WHAT YOU ARE ASKED TO DO: Pull out the stretch of lines from the one containing "Could you please outline every instance of the knit" through the last line below, and copy it word for word.

======== THE RECORDS ========

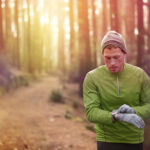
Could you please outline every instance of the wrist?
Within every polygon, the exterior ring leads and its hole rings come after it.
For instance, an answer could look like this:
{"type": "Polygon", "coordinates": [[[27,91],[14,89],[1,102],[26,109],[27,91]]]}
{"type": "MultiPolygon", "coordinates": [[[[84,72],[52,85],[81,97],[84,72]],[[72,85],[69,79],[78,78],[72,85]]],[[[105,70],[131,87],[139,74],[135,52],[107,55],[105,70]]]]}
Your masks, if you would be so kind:
{"type": "Polygon", "coordinates": [[[112,112],[112,121],[113,121],[113,122],[115,122],[115,121],[118,120],[118,119],[117,119],[117,116],[118,116],[117,113],[113,113],[113,112],[112,112]]]}

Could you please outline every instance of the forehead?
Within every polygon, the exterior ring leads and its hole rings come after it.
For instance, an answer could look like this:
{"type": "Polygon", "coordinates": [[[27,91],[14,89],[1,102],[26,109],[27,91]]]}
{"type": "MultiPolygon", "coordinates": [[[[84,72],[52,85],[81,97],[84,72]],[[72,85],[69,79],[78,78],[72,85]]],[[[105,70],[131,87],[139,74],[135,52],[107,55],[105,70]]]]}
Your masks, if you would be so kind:
{"type": "Polygon", "coordinates": [[[120,48],[105,48],[104,49],[104,57],[105,56],[116,56],[116,55],[123,55],[124,53],[122,52],[122,50],[120,48]]]}

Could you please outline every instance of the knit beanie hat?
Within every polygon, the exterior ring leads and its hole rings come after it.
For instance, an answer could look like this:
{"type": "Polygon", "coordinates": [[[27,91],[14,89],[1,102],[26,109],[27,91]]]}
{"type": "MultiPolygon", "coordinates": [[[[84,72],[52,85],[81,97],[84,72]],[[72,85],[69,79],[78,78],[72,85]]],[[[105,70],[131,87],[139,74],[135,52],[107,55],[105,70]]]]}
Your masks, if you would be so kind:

========

FINISHED ANSWER:
Could you please outline every instance of the knit beanie hat?
Within every polygon, the exterior ring leads and its hole rings come after it.
For instance, an answer could look like this:
{"type": "Polygon", "coordinates": [[[27,91],[14,89],[1,102],[26,109],[27,91]]]}
{"type": "MultiPolygon", "coordinates": [[[[84,72],[52,85],[81,97],[84,72]],[[72,85],[69,79],[78,78],[72,85]]],[[[105,70],[131,87],[139,74],[135,52],[107,55],[105,70]]]]}
Your masks, if you would be so kind:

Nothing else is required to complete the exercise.